What you need to do » Rewrite the lines as a numbered list, leaving out any blank lines. Start at the line that contains "Planogram-check task. Target: girl's" and end with the line that contains "point(1061, 759)".
━━━ Information supplied
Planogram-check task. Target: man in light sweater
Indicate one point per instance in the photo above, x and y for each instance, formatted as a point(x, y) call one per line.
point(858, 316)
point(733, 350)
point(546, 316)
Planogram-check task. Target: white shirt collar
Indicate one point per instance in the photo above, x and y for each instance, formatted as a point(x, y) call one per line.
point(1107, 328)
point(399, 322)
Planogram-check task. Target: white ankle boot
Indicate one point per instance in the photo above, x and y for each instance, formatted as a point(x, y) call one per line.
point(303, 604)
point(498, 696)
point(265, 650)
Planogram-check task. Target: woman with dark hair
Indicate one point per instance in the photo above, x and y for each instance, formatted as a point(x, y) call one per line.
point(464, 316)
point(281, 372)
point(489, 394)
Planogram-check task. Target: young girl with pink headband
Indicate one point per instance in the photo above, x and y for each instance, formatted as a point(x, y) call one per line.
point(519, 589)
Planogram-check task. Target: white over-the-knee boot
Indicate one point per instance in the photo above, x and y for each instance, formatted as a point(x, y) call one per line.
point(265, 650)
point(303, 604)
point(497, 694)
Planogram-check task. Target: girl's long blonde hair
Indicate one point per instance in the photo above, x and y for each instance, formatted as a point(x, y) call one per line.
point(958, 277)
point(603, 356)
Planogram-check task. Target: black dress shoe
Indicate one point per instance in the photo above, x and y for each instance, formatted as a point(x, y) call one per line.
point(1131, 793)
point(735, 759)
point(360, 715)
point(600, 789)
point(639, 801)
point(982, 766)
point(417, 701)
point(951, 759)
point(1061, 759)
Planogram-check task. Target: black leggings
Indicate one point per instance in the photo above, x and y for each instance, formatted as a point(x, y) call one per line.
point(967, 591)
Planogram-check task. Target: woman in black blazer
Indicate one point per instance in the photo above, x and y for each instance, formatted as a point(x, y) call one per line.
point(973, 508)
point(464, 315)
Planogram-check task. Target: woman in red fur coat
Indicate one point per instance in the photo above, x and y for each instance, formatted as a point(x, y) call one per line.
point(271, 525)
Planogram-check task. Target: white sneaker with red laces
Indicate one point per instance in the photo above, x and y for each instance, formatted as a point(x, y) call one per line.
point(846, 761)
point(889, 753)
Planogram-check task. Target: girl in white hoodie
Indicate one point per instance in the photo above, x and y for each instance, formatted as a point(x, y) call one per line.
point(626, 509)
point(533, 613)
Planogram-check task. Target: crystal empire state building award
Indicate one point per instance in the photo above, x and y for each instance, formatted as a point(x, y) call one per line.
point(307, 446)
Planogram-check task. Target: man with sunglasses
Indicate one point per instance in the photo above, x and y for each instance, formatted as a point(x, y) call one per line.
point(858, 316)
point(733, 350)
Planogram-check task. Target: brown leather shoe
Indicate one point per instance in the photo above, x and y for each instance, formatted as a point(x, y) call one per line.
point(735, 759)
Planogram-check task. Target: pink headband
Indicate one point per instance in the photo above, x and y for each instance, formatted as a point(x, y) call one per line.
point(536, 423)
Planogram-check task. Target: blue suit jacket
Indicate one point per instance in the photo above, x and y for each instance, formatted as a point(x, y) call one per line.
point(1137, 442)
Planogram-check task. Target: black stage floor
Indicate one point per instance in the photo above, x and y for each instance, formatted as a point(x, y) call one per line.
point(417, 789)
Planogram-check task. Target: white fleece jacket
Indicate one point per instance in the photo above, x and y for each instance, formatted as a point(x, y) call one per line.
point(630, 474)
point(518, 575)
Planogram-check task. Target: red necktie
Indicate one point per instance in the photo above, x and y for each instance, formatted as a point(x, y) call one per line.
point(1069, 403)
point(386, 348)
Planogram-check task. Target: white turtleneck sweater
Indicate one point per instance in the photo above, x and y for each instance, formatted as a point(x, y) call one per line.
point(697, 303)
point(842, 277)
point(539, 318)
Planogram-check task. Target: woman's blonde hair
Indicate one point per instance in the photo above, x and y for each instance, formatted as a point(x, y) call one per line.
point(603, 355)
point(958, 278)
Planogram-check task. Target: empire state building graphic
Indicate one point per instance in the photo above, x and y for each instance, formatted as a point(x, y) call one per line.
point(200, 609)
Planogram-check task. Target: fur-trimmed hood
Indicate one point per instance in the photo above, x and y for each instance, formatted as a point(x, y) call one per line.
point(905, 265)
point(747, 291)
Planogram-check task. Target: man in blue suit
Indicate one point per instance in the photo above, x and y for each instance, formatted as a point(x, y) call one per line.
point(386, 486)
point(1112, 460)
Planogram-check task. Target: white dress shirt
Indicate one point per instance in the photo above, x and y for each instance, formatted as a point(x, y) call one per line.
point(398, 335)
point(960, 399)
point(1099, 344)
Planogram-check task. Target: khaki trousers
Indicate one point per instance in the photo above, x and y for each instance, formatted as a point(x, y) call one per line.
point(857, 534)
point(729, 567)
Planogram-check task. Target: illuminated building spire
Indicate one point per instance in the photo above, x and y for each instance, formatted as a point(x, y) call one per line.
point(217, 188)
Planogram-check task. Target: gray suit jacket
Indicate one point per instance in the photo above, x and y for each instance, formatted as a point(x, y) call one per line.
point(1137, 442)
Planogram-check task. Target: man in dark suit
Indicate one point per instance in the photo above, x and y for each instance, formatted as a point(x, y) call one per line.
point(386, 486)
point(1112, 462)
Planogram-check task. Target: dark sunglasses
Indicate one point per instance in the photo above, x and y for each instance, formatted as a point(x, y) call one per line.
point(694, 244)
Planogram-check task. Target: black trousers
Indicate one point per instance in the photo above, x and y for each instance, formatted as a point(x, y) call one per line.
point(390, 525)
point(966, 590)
━━━━━━
Exercise response »
1. Planogram-check task. Target: girl's long blonde hair
2. Indicate one point per instance in the photo above, x and y for each instance, formatted as a point(x, y) call one per line.
3. point(958, 277)
4. point(603, 356)
5. Planogram-check task. Target: black dress shoe
6. Indicate one point per instance in the photo above, x and y for each instance, formatted as a point(x, y) call one per line.
7. point(1131, 793)
8. point(735, 759)
9. point(360, 715)
10. point(600, 789)
11. point(639, 801)
12. point(982, 766)
13. point(417, 701)
14. point(951, 759)
15. point(1061, 759)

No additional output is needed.